Give back, unchanged, each line from the one containing "Every instance of the bindi" through the last line of the entries below.

____________

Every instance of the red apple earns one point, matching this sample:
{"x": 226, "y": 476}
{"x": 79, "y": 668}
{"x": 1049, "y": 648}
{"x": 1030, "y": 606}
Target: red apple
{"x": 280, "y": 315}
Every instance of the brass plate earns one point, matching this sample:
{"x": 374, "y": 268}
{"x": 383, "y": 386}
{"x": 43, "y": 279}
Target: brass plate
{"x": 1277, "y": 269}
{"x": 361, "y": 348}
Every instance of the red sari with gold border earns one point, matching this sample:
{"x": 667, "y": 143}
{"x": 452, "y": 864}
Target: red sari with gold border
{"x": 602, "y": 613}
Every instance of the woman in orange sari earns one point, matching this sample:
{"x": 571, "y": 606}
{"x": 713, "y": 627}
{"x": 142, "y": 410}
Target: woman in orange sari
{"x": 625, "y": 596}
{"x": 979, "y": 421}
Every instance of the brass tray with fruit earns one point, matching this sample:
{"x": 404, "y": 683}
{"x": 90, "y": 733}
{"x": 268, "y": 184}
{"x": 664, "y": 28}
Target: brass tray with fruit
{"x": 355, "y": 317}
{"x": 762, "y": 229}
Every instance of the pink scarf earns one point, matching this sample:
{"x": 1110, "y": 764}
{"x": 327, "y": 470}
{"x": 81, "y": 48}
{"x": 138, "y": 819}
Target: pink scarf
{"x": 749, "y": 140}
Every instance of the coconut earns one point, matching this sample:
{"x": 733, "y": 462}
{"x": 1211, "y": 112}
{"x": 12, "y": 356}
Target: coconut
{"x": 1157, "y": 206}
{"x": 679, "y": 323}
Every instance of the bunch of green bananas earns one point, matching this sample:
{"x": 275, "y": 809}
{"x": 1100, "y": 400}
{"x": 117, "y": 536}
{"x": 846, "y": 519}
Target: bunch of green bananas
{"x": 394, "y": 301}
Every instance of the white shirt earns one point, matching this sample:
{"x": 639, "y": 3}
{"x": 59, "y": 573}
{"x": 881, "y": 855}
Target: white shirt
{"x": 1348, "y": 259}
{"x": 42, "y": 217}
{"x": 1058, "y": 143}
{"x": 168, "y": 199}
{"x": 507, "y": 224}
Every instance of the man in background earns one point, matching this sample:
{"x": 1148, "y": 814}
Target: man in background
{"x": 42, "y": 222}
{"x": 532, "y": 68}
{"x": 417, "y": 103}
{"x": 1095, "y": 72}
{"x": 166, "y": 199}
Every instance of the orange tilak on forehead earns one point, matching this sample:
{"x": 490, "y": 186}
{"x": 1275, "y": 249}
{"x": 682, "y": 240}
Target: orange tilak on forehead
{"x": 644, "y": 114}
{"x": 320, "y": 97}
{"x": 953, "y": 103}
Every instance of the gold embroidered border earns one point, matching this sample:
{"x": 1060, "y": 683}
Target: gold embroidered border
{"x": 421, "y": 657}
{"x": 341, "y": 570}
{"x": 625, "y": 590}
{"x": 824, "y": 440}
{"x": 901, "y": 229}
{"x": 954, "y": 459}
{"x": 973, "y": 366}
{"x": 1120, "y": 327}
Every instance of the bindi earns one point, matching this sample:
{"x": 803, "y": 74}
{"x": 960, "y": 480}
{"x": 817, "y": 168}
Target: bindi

____________

→ **Solution**:
Every instance of the bindi earns one point, matching this sample:
{"x": 803, "y": 74}
{"x": 960, "y": 480}
{"x": 817, "y": 168}
Target: bindi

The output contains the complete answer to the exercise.